Please write out every record below exactly as it stands.

---*---

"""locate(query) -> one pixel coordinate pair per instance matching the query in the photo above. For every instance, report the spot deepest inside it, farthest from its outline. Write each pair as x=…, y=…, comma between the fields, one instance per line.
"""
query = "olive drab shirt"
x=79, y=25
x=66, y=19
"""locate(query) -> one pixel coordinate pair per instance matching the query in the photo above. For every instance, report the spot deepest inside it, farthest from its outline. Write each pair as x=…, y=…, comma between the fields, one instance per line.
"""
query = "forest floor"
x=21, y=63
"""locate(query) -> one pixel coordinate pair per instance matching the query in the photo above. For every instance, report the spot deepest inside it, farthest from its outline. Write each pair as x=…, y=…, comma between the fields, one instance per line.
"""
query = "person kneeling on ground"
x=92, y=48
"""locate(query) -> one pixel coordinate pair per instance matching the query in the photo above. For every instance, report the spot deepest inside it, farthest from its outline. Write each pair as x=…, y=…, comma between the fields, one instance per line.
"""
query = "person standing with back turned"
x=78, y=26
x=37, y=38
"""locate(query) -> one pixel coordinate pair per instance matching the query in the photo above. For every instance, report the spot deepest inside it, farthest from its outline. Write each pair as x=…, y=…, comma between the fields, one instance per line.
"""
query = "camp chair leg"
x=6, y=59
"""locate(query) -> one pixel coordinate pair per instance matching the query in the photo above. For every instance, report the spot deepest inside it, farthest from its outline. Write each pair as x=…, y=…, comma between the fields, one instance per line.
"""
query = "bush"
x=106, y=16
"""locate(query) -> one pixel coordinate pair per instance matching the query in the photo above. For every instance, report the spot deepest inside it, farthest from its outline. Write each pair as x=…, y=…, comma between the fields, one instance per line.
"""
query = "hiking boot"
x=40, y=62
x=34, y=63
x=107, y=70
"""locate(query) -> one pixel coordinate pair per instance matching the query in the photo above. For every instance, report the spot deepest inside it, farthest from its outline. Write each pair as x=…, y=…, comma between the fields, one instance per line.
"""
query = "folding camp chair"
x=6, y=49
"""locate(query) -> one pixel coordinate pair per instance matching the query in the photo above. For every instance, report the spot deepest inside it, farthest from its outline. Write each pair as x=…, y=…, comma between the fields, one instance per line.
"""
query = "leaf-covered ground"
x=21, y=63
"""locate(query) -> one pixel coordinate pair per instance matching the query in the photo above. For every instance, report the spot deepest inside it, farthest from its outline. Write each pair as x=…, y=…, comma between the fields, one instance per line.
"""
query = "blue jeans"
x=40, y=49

---*---

* **Task solution**
"""locate(query) -> one pixel coordinate pair per instance matching the query in the photo above. For every instance, report the spot deepest inside it, farthest from its outline. Write each pair as x=…, y=…, comma between the fields, one instance per line.
"""
query = "olive drab shirt"
x=79, y=25
x=66, y=19
"""locate(query) -> one pixel coordinate pair per instance matching the query in the photo above. For every instance, report the spot deepest inside it, farthest from its outline. Write each pair as x=…, y=…, comma between the fields, one instance per line.
"""
query = "forest floor"
x=21, y=63
"""locate(query) -> one pixel coordinate pair per instance matching the query in the photo above. For every instance, report the spot deepest inside it, farthest from its outline. Write each pair as x=…, y=…, comma between the fields, one instance per line.
"""
query = "person kneeling on ground"
x=92, y=48
"""locate(query) -> one pixel coordinate pair per instance matching the query in the photo above. For every instance, report the spot deepest inside it, farthest from its outline. Write each pair as x=…, y=…, comma between the fields, one instance per line.
"""
query = "person standing with back turned"
x=78, y=26
x=37, y=38
"""locate(query) -> one pixel coordinate pair per instance matching the query in the photo above. For every instance, report the spot deepest inside it, farthest from its outline. Write each pair as x=…, y=…, comma between the fields, one instance per line.
"""
query = "camp chair leg"
x=6, y=59
"""locate(query) -> one pixel coordinate pair per instance matching the query in the photo above. For every instance, report the spot deepest inside it, farthest from its outline. Write each pair as x=…, y=…, comma between the fields, one instance per line.
"""
query = "bush"
x=106, y=16
"""locate(query) -> one pixel coordinate pair per instance matching the query in the photo above. For every instance, report the spot deepest inside it, farthest from its outline. Write each pair as x=…, y=…, comma between the fields, one instance per line.
"""
query = "hiking boot"
x=40, y=62
x=34, y=63
x=107, y=70
"""locate(query) -> one pixel coordinate pair per instance matching the query in the photo above. For every instance, report the spot deepest inside it, farthest from its outline. Write each pair as x=…, y=…, comma between the fields, one instance per line.
"""
query = "folding camp chair"
x=6, y=49
"""locate(query) -> one pixel coordinate pair per instance matching the query in the photo above. For every instance, report the spot deepest inside it, farthest from its outline. Write each pair as x=…, y=…, comma between the fields, one instance per line.
"""
query = "leaf-covered ground"
x=21, y=63
"""locate(query) -> one pixel coordinate pair per instance matching the query in the photo above. For every instance, report the spot deepest inside it, farthest from its outline. Write each pair as x=…, y=…, comma between the fields, one instance per line.
"""
query = "blue jeans"
x=40, y=49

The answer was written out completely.